## TASK DATA
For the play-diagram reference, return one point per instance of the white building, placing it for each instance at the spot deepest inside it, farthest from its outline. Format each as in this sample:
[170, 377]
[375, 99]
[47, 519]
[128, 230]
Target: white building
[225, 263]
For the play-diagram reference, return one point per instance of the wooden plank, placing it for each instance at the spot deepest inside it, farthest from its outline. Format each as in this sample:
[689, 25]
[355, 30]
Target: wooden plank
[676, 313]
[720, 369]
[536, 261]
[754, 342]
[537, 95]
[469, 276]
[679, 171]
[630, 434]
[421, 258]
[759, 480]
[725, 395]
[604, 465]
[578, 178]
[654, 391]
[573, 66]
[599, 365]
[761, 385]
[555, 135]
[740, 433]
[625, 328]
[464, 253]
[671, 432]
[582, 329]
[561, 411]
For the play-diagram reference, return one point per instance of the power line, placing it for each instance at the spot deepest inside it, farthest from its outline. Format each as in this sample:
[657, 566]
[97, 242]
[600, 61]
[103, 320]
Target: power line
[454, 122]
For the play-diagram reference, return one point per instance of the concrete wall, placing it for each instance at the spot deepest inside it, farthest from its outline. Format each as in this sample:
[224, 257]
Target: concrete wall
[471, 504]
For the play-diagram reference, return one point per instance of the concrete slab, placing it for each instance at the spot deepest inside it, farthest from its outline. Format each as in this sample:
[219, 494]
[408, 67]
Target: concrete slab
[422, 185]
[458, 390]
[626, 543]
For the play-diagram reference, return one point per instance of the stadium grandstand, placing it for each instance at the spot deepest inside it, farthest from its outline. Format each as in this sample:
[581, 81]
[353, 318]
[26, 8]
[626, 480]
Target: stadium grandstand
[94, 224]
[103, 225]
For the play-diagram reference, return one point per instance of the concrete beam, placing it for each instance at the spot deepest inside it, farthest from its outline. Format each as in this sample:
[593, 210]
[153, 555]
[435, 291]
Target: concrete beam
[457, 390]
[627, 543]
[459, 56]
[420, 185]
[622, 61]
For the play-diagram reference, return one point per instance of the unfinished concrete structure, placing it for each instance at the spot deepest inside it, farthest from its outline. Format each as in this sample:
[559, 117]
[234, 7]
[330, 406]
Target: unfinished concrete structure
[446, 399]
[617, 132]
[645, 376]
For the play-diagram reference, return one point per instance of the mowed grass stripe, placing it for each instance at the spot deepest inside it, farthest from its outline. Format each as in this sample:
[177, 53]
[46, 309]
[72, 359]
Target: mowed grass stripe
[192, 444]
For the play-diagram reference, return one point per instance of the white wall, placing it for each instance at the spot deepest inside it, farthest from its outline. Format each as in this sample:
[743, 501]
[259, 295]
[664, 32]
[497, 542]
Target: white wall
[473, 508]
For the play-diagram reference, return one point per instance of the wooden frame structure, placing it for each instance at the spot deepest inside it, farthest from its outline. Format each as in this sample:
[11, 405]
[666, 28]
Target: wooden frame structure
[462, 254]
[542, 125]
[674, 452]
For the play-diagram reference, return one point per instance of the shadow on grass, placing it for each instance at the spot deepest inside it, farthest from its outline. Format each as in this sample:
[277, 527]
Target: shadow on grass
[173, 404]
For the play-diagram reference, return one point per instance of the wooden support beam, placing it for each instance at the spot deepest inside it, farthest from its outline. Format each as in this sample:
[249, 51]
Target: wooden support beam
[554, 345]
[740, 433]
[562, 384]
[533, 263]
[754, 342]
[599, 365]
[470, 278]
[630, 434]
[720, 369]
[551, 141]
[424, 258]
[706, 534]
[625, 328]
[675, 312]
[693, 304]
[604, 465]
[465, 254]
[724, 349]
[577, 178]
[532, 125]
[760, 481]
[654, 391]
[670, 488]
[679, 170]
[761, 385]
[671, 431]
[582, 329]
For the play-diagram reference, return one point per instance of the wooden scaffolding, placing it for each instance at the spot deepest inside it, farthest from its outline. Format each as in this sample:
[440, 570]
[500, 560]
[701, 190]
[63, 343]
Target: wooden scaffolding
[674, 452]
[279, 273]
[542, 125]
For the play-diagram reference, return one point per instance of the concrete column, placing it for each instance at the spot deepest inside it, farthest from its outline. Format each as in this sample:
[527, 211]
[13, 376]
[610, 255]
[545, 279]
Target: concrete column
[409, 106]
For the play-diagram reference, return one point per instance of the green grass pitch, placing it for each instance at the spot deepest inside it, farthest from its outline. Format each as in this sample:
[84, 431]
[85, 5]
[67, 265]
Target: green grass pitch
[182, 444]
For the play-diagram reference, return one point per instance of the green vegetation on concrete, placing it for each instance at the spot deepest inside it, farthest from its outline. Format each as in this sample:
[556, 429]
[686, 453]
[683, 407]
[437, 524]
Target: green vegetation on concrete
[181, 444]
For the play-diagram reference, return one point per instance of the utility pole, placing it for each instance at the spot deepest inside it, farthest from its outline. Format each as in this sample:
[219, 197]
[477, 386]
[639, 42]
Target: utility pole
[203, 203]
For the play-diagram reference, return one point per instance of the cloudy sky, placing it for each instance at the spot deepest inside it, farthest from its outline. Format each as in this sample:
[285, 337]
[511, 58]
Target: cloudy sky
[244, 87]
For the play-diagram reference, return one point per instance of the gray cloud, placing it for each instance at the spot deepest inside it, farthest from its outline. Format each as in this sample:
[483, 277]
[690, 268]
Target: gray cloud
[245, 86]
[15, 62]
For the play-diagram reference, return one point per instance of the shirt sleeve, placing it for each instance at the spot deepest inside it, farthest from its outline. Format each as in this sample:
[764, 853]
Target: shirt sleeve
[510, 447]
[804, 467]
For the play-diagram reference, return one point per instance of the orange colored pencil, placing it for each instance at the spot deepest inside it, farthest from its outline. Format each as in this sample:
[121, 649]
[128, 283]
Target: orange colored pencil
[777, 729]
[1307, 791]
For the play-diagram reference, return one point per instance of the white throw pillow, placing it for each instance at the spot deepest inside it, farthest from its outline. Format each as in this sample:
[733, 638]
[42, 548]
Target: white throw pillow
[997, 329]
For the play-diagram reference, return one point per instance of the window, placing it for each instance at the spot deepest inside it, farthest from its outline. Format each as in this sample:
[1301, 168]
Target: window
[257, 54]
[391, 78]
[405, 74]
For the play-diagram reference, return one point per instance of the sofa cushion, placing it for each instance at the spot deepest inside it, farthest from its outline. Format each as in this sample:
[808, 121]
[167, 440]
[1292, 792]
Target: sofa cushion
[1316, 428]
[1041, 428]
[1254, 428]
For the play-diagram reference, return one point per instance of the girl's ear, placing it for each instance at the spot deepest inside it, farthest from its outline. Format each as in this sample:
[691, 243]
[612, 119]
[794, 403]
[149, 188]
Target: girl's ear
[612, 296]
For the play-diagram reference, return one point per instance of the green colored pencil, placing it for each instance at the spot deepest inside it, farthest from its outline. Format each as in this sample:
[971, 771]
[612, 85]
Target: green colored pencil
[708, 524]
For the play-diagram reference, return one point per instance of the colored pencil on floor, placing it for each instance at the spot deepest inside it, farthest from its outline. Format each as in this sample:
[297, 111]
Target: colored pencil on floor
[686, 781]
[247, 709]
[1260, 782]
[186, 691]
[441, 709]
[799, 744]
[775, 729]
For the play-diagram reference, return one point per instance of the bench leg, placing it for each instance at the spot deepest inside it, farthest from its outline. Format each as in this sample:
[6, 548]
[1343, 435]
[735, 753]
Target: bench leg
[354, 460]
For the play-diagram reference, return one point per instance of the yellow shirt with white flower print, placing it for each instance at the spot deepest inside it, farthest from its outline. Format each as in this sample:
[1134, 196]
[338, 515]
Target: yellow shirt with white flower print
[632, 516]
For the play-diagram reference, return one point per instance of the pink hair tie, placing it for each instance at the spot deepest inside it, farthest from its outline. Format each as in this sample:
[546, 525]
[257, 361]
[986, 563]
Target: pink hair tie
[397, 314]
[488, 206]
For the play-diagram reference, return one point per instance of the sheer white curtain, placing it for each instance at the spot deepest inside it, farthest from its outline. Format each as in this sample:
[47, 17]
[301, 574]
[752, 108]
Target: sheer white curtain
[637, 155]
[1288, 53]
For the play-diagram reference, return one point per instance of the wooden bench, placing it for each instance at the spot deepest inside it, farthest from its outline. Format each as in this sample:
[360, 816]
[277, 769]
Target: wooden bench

## WRITTEN PROBLEM
Write out only the final block of lines, starting at the line with "of the bench" and running to the end of the material.

## WORKED SOLUTION
For the play-diagram reference, return one point per instance of the bench leg, placing it for each instance at the spot deepest inside it, farthest from its outline. Format each as in this sample:
[6, 548]
[1343, 435]
[735, 753]
Target: bench leg
[354, 460]
For the play-diagram reference, return one point per instance of the yellow shirt with white flower print, placing it for each instance at the spot deepest inside it, farthest from its outline. Format each as in this sample:
[1134, 196]
[338, 515]
Target: yellow shirt with white flower print
[632, 516]
For the play-diagram reference, return one point per instance of the pink hair tie, placing it for each instance at the spot deepest inside it, farthest from its outline. Format each as in this sample:
[546, 525]
[257, 361]
[986, 563]
Target: pink hair tie
[397, 314]
[488, 206]
For the play-diagram reference, return one point per instance of the sheer white curtain, placing it for each instance at the spot deepest inside it, farthest from its outline. Format each as in this sample:
[47, 17]
[301, 574]
[752, 108]
Target: sheer white curtain
[637, 155]
[1288, 53]
For the play-diagram reference, return one point per instance of the wooden bench, placing it for each instance at the spot deepest inside it, farthest from its outline. Format each as in this sample:
[360, 816]
[277, 769]
Target: wooden bench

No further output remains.